- **Instructions to follow**: Repeat the stretch of entries below from the line with "query: magenta sticky note" through the line with "Provide the mask of every instance of the magenta". Include both ends and add nothing.

--- Data shown Enclosed Below ---

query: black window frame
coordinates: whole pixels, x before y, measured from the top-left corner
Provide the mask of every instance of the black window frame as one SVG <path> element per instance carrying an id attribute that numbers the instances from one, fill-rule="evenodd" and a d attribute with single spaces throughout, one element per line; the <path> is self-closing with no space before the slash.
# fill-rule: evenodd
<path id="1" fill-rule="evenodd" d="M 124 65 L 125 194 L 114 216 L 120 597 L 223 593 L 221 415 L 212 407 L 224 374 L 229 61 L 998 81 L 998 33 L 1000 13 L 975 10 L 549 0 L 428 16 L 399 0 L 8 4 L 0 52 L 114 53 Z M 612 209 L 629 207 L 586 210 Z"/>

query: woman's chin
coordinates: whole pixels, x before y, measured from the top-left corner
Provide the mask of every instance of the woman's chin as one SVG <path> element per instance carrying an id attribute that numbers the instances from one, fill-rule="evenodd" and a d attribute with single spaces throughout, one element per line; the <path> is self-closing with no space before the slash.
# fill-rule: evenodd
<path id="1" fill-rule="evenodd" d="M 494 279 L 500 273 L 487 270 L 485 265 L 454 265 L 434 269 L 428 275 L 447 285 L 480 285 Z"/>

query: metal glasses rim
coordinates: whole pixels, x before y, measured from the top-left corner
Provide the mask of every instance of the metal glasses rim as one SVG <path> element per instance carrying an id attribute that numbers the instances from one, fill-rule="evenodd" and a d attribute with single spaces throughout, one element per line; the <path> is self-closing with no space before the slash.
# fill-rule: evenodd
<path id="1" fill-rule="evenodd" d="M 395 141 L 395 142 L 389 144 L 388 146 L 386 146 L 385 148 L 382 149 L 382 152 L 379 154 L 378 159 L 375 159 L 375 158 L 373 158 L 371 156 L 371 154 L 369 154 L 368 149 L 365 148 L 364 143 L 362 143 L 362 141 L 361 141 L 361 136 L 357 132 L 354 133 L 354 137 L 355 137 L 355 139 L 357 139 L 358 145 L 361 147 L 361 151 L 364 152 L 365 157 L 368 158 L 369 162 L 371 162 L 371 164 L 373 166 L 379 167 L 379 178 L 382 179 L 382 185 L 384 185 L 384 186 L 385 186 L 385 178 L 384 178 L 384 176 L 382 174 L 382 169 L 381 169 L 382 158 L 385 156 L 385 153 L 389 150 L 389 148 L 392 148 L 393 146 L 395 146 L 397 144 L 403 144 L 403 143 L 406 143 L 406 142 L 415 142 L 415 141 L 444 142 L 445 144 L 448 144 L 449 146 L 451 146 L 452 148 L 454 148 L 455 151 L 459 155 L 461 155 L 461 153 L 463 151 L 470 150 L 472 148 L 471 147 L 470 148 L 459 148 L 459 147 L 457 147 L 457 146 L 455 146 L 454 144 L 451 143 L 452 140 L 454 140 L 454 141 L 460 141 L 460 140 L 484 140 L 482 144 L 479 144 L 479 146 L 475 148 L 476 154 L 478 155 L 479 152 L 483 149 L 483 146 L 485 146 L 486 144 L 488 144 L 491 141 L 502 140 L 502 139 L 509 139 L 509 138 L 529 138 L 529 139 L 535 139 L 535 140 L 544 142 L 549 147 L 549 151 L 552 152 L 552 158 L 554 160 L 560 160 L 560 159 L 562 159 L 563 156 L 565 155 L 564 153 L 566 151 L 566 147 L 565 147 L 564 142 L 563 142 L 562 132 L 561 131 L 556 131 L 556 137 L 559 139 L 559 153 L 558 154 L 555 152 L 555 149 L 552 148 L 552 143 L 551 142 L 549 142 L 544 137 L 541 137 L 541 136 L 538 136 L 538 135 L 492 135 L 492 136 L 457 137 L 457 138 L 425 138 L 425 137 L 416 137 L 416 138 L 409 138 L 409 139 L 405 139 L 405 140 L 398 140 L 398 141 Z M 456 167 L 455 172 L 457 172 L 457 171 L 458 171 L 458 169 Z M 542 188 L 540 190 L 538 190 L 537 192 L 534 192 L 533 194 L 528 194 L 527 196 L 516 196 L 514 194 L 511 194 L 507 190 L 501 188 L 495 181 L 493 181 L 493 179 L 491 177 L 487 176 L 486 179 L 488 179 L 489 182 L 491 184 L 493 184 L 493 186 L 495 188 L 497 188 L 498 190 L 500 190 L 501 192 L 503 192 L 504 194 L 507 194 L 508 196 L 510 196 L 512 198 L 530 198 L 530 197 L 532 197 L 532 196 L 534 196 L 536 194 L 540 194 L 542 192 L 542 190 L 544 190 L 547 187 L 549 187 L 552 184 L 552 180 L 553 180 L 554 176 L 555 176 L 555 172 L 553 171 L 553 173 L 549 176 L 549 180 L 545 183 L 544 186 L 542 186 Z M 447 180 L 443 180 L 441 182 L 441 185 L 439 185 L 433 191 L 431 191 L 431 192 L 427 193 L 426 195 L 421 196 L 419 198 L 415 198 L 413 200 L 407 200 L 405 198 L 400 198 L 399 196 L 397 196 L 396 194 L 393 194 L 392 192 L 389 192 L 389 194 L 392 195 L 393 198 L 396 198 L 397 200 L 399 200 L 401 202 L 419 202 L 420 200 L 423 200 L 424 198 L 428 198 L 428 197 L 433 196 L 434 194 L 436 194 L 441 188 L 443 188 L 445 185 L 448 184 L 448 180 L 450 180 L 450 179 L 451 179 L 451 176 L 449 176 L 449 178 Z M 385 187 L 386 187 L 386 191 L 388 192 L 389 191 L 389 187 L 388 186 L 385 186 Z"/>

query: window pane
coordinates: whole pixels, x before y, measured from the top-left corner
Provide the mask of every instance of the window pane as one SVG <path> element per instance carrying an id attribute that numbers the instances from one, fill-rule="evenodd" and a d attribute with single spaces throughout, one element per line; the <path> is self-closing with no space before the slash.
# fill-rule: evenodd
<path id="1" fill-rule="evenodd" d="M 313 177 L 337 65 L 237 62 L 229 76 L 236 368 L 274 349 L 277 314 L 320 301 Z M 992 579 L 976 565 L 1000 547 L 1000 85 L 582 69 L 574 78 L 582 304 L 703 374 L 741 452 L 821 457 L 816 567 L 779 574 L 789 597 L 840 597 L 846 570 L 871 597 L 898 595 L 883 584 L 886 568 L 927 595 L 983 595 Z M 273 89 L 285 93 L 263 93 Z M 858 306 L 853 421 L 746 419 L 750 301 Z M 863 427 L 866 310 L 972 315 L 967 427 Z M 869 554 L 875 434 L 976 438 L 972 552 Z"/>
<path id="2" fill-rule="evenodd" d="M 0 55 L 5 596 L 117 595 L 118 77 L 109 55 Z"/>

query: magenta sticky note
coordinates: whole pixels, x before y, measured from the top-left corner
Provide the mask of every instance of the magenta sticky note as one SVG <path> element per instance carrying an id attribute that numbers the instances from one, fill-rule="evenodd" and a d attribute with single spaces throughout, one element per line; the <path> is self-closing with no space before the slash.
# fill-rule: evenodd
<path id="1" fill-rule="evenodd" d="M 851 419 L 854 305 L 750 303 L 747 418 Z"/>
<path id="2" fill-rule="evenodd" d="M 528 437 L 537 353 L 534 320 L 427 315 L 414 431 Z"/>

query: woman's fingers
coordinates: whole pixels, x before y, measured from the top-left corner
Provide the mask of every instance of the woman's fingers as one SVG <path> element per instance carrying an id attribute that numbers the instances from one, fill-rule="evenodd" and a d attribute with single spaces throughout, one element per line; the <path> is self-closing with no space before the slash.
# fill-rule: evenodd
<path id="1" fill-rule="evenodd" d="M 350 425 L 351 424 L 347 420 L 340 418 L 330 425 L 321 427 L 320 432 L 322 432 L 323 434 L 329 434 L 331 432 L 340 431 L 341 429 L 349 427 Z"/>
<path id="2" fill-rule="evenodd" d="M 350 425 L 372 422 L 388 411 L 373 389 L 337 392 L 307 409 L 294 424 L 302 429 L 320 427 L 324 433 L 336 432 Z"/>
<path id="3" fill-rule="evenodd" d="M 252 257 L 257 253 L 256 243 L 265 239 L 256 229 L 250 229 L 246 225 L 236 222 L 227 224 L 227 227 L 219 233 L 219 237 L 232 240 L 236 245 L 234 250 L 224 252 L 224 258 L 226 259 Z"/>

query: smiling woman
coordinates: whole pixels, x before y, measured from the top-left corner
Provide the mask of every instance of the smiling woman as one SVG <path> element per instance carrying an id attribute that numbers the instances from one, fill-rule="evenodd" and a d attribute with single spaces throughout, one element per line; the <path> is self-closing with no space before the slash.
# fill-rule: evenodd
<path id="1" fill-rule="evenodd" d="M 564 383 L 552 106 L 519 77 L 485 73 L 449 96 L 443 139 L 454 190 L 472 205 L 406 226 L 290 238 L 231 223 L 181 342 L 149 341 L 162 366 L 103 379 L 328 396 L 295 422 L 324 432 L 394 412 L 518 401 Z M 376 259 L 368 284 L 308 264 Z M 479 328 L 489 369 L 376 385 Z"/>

--- End of Enclosed Data shown ---

- **Your solution**:
query: magenta sticky note
coordinates: whole pixels, x before y, measured from the top-left corner
Provide the mask of every instance of the magenta sticky note as one SVG <path> element per instance carrying an id attribute that numbers the instances from one, fill-rule="evenodd" and a d attribute with single spaces throughout, one element per line; the <path> is self-closing with no space before the slash.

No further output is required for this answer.